EXERCISE GOAL
In the passage analyzing the novel, who is the lover that Evelyn moves into the driver's seat after Harry's death?
╭─ SOURCE DOCUMENT
The Three A.M. controversy — in which Evelyn films an explicitly sexual scene with Don Adler without telling Celia — introduces a fracture that Reid uses to explore questions of consent, autonomy, and obligation within a relationship. Evelyn's decision is framed not as simple betrayal but as a failure of communication born from her lifelong inability to cede control. The scene itself is a landmark moment in Evelyn's filmography (it wins her an Oscar), but it costs her dearly with Celia. This is the novel's subtlest argument: that Evelyn's greatest strength — her refusal to let anyone else determine her path — is also her most destructive quality in intimate relationships.

Harry's death in a drunk-driving accident is the novel's most devastating sequence. Reid constructs it as a trauma narrative, with Evelyn's memory fragmenting at the moment of crisis and reassembling only in flashes — the blood, the two teeth in his lap, the smell of bourbon. What follows is Evelyn's most morally compromised act: she moves Harry's dead lover into the driver's seat to protect Harry's reputation and Connor's future. The identity of that lover — James Grant, Monique's father — is the revelation that the entire novel has been building toward. It recontextualizes everything: Evelyn's choice of Monique, the letter she has been holding for nearly three decades, and the fundamental question of whether telling the truth can ever make up for what the truth costs.
╰─
╭─ DATASET CONTENT
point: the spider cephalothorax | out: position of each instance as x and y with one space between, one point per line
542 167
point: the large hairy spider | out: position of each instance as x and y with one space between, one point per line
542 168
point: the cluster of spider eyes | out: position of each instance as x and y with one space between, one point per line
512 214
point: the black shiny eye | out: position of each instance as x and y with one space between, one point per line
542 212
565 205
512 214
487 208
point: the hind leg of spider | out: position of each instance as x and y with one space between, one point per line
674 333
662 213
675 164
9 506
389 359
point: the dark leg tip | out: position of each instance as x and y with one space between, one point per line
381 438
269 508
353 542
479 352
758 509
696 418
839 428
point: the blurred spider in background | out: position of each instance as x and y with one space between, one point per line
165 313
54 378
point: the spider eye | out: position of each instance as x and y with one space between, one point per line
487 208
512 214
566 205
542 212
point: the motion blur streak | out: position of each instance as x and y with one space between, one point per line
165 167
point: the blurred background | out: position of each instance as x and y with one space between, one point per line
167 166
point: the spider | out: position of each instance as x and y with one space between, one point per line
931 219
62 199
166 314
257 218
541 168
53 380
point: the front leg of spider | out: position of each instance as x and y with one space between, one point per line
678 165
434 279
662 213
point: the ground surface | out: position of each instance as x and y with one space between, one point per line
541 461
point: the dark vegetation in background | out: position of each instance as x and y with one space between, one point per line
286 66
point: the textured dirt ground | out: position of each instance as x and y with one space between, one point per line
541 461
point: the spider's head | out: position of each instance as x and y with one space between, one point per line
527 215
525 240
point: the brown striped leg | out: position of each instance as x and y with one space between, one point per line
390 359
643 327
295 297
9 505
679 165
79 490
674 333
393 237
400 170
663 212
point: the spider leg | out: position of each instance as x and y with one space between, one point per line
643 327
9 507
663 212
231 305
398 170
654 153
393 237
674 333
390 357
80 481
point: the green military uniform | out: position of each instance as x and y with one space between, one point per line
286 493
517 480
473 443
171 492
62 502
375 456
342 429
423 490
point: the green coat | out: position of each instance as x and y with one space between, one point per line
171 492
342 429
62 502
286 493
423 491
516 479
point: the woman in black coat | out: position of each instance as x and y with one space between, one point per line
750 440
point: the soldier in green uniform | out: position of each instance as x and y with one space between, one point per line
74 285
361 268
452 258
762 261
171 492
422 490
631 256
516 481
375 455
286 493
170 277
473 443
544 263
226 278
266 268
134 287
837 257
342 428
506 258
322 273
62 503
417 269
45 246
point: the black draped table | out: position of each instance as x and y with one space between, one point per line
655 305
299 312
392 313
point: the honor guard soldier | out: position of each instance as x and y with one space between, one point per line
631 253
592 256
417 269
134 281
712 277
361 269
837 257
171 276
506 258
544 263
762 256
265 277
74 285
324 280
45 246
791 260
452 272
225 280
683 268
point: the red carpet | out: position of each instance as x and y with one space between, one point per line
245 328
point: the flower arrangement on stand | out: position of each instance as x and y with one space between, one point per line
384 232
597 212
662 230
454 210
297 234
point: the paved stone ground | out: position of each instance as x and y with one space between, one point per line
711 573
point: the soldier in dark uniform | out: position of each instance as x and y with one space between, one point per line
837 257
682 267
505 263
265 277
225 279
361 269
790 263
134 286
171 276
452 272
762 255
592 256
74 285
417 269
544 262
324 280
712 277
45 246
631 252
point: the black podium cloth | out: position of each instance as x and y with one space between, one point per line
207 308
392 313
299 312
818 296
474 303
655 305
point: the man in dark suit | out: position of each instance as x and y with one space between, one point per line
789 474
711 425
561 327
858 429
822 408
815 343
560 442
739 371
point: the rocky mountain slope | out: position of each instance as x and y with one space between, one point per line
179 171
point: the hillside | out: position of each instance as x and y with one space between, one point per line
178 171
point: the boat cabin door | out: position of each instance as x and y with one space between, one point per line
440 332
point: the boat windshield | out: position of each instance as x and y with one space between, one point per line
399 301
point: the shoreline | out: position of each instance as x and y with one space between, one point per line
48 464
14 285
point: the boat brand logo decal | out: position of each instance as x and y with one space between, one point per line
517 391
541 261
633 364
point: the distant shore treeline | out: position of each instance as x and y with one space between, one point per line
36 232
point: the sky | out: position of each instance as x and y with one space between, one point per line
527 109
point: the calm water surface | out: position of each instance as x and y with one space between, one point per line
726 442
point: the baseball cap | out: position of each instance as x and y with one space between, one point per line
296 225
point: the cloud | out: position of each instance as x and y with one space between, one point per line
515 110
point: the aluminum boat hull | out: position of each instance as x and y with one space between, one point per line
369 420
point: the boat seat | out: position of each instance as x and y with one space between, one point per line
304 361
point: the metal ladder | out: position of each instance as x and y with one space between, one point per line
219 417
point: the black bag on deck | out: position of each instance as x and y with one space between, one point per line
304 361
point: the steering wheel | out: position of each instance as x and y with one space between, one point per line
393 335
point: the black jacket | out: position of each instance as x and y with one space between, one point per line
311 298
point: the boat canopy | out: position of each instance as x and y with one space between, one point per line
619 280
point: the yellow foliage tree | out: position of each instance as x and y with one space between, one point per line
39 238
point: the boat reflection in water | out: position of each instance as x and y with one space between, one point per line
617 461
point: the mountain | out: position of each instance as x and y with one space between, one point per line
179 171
╰─
YOUR RESPONSE
James Grant, Monique's father.